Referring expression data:
- Opening Delimiter -

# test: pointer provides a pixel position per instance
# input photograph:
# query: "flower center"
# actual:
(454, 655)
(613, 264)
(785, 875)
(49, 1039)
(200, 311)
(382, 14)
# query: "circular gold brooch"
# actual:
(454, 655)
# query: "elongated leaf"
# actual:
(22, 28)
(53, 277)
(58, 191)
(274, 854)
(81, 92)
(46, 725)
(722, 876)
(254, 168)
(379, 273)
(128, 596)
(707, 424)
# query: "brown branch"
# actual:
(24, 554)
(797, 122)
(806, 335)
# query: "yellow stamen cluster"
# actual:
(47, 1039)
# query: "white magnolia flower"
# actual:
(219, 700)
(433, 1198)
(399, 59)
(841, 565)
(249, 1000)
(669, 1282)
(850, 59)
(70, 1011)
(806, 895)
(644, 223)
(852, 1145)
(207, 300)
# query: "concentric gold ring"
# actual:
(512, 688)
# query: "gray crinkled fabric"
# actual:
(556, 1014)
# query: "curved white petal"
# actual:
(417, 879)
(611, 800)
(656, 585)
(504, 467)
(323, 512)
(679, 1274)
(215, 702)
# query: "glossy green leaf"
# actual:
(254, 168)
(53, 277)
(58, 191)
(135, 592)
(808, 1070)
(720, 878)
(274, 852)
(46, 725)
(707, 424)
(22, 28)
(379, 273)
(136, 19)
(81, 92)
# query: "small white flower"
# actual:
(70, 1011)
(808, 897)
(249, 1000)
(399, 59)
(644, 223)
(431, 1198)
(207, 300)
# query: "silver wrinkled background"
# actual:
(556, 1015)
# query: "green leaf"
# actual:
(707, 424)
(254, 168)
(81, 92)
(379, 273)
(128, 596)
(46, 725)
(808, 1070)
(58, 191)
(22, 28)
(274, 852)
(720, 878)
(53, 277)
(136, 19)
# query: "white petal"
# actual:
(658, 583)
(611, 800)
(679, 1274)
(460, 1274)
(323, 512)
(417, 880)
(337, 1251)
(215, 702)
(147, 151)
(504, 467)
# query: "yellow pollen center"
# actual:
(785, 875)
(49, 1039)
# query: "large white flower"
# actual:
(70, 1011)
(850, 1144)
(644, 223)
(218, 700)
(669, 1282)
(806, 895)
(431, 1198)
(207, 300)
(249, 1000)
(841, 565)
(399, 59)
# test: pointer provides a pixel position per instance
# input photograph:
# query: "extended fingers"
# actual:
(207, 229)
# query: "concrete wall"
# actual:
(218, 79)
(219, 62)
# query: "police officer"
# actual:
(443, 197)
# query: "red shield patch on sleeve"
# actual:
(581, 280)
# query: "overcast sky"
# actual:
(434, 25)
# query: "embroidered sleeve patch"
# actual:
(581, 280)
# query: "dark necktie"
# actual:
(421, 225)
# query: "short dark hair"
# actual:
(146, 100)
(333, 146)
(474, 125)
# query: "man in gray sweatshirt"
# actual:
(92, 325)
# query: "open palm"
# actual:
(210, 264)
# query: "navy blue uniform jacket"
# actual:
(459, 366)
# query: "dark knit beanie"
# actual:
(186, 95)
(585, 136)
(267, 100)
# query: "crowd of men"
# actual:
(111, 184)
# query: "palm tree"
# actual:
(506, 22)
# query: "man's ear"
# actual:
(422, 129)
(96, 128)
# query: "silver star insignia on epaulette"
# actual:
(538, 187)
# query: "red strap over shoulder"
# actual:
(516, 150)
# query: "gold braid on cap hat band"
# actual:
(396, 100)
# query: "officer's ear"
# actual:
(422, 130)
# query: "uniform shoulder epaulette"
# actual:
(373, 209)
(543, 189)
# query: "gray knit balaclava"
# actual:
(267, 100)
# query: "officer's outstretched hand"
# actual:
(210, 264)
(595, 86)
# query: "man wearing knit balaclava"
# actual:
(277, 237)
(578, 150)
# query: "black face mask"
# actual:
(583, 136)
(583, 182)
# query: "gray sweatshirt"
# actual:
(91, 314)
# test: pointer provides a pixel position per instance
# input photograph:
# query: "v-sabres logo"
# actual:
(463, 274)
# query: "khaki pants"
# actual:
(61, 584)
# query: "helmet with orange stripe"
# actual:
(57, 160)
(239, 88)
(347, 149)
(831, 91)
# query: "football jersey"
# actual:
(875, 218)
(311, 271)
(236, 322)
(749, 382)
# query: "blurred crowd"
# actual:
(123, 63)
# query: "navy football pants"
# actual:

- Closing Delimiter -

▶ **What to work on**: After reading the entries above, report the number of lines that include the string "green". Give no other text.

▶ **Answer box**: 2